Selected passage →
☆ ☆ ☆ ☆

Tennessee Secretary of State Tre Hargett

Even though economic activity is still below pre-pandemic peak levels, Tennessee — and particularly Shelby County — is showing signs of economic recovery.

The Tennessee Quarterly Business and Economic Indicators report for the third quarter of 2020 showed 16,470 new entity filings, representing a 42.2 percent increase over the same quarter in 2019. Initial filings have now seen positive year-over-year growth for 35 consecutive quarters. “The pandemic made a significant impact on our economy, but Tennessee’s entrepreneurial spirit and business-friendly environment has seen some Tennesseans start their own businesses,” said Secretary of State Tre Hargett.

Growth in new entity filings is generally a good indicator for employment, personal income, and revenue growth in Tennessee. However, due to the pandemic, future economic growth will depend on public policy measures and the reactions of businesses and private consumers, Hargett said.

Shelby County saw the largest number of new entity filings and the highest rate of growth, with Davidson County a close second, followed by Hamilton and Knox counties. These four counties accounted for 56 percent of all new entity filings in Tennessee.

After spiking at 15.5 percent in April, Tennessee’s unemployment rate has trended downward, falling to 6.3 percent in September. By comparison, the national unemployment rate reached 14.7 percent in April and fell to 7.9 percent in September.

☆ ☆ ☆ ☆

Natural-language object grounding data →
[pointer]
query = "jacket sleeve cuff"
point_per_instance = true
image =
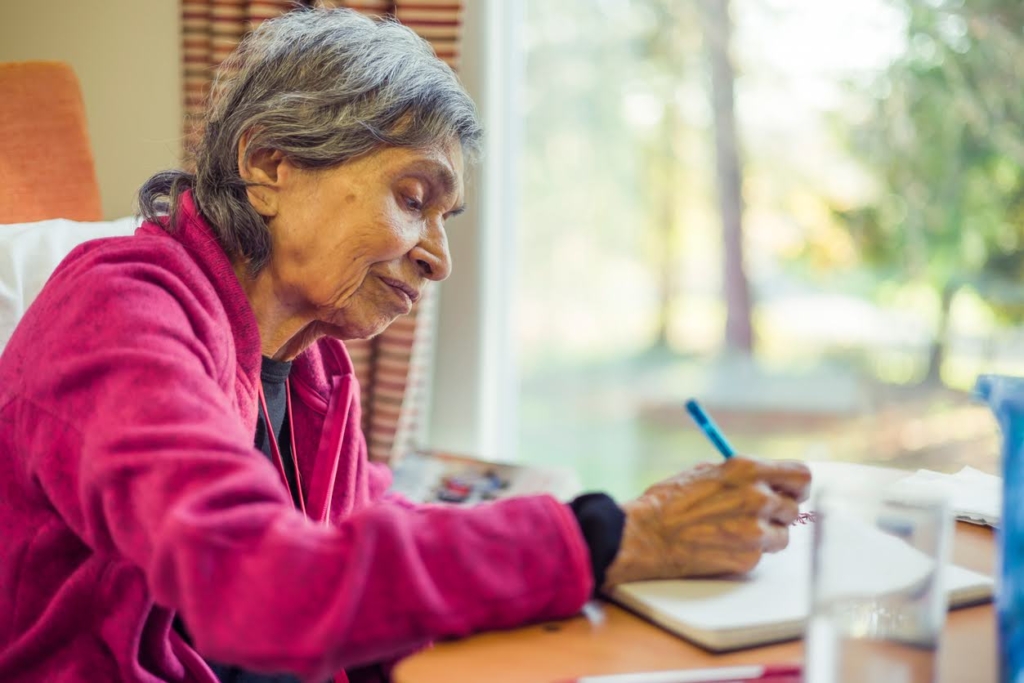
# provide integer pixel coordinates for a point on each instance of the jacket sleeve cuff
(601, 522)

☆ ☆ ☆ ☆

Parts of the exercise →
A. Answer these questions from the passage on Tennessee's economic recovery:
(i) How many new entity filings did Tennessee record in the third quarter of 2020?
(ii) Which county saw the largest number of new entity filings?
(iii) What was Tennessee's unemployment rate in September?
B. Extend the passage on Tennessee's economic recovery, starting after its final sentence.
This data comes from a different source than the passage on Tennessee's economic recovery.

Responses per task →
A.
(i) 16,470
(ii) Shelby County
(iii) 6.3 percent

B.
“Tennesseans’ business ingenuity has really shone through over the past half year or so,” said Dr. Bill Fox, the director of the Boyd Center for Business and Economic Research. “More than 16,000 new entity filings this quarter show that people across the state are embarking on new journeys like making masks, delivering food, providing enhanced cleaning services and more to make the best of the situation we are all in together.”

The Tennessee Quarterly Business and Economic Indicators report provides a snapshot of the state’s economy based on various key indicators, including new business data from the Secretary of State’s Division of Business Services. It’s published through a partnership with the University of Tennessee Knoxville’s Boyd Center for Business and Economic Research and the Secretary of State.